Assignment
Scan the data below and pick out the lines containing the word "pointer".

Provided records
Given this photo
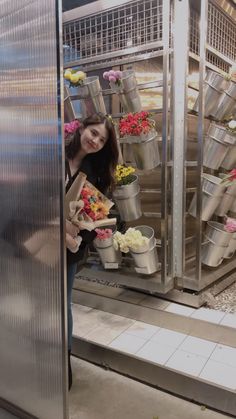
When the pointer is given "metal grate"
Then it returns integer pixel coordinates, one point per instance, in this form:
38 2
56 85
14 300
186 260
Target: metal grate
133 24
221 32
139 24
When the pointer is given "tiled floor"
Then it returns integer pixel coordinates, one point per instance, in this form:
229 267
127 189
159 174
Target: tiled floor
198 357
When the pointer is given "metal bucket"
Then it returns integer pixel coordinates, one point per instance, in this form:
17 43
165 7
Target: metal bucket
216 233
127 200
145 151
212 255
214 85
225 204
226 102
148 232
128 92
92 99
147 261
106 251
229 161
231 247
212 191
214 152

Solved exercise
When the pointer is given "metal grate"
When the pointer is given "tiled floor"
When the pointer is given "metal bucket"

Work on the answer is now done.